Introduction:: When a wound is formed on the skin, various pathogenic bacteria proliferate in the wound. Wound-infecting bacteria are typically Pseudomonas aeruginosa and Staphylococcus epidermidis, both forming biofilms and becoming resistant to antibiotics. Antibiotic-resistant bacteria, especially in hospitals, is a major problem worldwide. To solve this problem, graphene oxide (GO) and copper nanoparticles (Cu) were used as antibacterial materials. However, since excessive antibacterial substances are fatal to normal tissues, GO/Cu was encapsulated with a gelatin complex to lower the cytotoxicity. Among the catechol-based substances, gallic acid, which has anti-inflammatory and antibacterial properties, was used in this study to impart stability to the gelatin complex. This study shows the potential of the antibacterial gelatin-gallic acid microcomplex in prohibiting antibiotic-resistant bacteria and their biofilms and controlling the release of antimicrobial substances to improve biocompatibility.
Materials and Methods:: Gelatin (GE) and gallic acid (GA) were combined by a crosslinking method using EDC/NHS as a crosslinker. And the synthesized GO/Cu nanocomposites were placed in a GE-GA conjugate solution to fabricate a microcomplex using a water-in-oil method. The antibacterial and anti-biofilm effect of the GO/Cu@GE-GA microcomplexes was confirmed against gram-positive bacteria (Staphylococcus epidermidis) and gram-negative bacteria (Pseudomonas aeruginosa) using a microdilution broth method. And the cytotoxicity evaluation for human skin cells (HDF) at the same concentration was confirmed.

*RECORDED INFORMATION*.
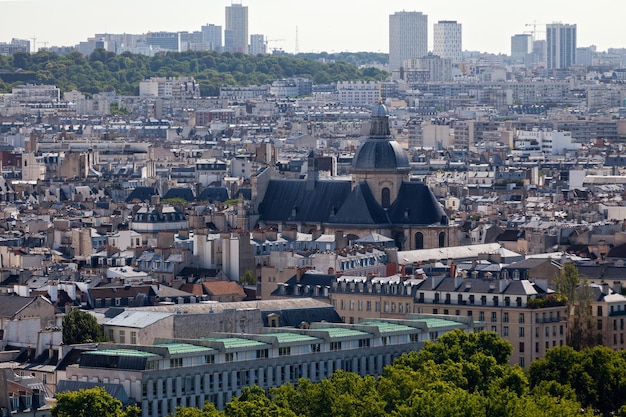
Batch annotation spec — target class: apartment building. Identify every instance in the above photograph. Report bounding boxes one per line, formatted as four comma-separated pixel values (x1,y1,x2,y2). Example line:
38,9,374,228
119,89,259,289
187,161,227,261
62,315,480,417
329,276,567,367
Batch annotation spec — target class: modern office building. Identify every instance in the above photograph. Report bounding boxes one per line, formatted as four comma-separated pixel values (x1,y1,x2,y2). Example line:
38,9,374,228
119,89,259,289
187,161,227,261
146,32,180,52
433,20,463,64
224,0,248,54
546,23,576,69
389,11,428,73
511,33,533,62
64,315,476,417
250,34,267,55
201,24,222,51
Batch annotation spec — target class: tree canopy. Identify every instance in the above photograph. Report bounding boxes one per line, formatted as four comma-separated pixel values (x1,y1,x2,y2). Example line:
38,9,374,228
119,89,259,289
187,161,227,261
62,308,104,345
0,49,389,96
168,330,596,417
50,387,140,417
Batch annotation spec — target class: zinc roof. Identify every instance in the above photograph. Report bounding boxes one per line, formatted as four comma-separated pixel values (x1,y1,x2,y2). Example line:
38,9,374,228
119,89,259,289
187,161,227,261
263,333,319,343
154,343,215,355
359,321,415,334
83,349,159,358
314,327,369,339
200,337,267,349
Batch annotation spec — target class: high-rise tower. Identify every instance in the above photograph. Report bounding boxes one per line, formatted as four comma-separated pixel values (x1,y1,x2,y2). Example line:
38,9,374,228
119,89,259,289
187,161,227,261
433,20,463,64
389,11,428,73
546,23,576,69
224,0,248,54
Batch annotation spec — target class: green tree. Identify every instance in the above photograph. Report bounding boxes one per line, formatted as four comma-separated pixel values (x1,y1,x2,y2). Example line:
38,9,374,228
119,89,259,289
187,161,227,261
554,262,597,350
173,401,220,417
50,387,139,417
62,308,104,345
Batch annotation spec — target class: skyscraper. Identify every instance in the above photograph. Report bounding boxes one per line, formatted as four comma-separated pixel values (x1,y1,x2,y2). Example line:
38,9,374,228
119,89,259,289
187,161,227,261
433,20,463,64
202,23,222,51
546,23,576,69
389,11,428,72
250,34,266,55
224,0,248,54
511,33,533,62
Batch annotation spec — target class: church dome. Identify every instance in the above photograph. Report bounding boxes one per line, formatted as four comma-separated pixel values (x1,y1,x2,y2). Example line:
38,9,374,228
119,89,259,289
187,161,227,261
352,139,409,169
352,103,409,169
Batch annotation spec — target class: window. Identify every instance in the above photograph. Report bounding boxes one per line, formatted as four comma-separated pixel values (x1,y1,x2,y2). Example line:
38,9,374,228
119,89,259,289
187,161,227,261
415,232,424,249
380,187,391,208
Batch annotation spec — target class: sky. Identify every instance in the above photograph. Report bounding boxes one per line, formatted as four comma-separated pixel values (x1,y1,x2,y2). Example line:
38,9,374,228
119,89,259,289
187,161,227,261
0,0,626,54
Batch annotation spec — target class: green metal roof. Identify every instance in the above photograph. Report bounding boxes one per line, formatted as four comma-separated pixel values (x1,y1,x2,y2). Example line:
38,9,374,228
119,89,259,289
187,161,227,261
416,317,463,329
312,327,369,339
153,343,215,355
83,349,159,358
359,321,415,334
200,337,268,349
262,333,320,343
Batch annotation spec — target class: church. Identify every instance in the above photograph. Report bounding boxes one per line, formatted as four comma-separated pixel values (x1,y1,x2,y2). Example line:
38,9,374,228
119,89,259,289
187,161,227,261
247,103,458,250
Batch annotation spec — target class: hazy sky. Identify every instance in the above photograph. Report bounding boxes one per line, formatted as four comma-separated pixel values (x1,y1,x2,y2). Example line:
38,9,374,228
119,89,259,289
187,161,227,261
0,0,626,54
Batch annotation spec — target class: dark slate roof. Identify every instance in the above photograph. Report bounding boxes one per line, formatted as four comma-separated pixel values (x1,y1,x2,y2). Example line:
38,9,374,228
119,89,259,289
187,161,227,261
261,306,343,327
271,272,336,298
0,295,35,318
235,187,252,200
198,187,229,203
352,138,409,169
163,187,196,201
606,243,626,258
328,182,389,225
387,182,448,225
497,229,524,242
56,379,128,404
126,187,159,203
259,180,350,222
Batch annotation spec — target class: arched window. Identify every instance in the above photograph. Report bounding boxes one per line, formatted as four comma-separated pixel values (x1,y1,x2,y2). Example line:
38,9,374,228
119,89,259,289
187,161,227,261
380,187,391,208
415,232,424,249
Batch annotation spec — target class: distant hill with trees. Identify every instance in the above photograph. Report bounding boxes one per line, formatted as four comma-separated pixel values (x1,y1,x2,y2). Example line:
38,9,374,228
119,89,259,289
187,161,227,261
0,49,389,96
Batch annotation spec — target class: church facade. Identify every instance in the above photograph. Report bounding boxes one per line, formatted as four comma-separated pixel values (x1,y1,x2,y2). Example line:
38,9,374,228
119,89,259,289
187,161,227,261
250,104,458,250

*AIM OF THE EXERCISE*. Please state which crosslinker the text on antibacterial gelatin microcomplexes used to combine gelatin and gallic acid.

*SOLVED PROBLEM*. EDC/NHS